→ **What you are asked to do**
Pick out each row below that contains the word "dense" and copy it in full. A match must agree in case.

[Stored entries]

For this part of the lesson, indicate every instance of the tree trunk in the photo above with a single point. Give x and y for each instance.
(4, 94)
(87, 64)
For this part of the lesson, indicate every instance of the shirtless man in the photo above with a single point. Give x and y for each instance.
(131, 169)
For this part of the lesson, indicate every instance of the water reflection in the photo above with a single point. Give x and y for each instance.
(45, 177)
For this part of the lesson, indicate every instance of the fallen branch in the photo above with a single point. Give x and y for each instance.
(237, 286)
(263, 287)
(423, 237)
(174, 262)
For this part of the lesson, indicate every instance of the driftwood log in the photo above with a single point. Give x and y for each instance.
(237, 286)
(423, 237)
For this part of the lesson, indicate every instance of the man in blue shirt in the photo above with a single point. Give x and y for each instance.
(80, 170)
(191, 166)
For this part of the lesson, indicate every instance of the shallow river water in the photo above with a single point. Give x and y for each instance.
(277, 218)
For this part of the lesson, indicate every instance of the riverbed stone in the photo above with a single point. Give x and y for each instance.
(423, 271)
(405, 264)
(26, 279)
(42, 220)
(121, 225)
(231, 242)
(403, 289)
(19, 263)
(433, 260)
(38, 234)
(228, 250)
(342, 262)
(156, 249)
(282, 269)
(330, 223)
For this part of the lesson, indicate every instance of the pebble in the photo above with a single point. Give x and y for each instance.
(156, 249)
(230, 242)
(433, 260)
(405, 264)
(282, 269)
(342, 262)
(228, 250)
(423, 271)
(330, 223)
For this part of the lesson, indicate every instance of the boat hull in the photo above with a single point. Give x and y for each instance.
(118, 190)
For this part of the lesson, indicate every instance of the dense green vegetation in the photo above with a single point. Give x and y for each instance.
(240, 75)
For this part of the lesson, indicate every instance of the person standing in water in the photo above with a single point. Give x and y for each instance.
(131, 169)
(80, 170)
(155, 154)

==

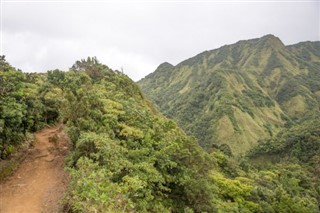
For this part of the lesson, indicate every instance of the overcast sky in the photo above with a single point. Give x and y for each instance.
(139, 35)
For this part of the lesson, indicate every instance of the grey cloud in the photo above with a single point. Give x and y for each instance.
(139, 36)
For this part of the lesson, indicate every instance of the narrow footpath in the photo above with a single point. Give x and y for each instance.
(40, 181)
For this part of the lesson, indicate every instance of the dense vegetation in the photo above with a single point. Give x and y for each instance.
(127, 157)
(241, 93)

==

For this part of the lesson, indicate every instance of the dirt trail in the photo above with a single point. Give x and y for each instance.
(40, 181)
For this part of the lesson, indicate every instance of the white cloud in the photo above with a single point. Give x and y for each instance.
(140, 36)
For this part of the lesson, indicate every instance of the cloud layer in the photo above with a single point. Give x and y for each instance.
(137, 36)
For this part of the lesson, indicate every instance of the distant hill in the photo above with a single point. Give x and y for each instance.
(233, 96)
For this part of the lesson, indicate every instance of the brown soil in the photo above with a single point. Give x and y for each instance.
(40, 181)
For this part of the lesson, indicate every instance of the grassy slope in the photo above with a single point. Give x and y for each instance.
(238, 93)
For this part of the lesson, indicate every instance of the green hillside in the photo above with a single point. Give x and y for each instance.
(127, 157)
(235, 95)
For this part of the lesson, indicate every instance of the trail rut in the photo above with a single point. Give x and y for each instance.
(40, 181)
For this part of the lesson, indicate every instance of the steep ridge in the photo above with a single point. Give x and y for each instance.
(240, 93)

→ **Output below**
For this part of the lesson, indicate every instance of the dense green vegetation in the photo above with a single point. Give x and y for each instance.
For this part of the lesson, indicate every instance of the dense vegetation in the photo above with a single point. Give x and y for each instance.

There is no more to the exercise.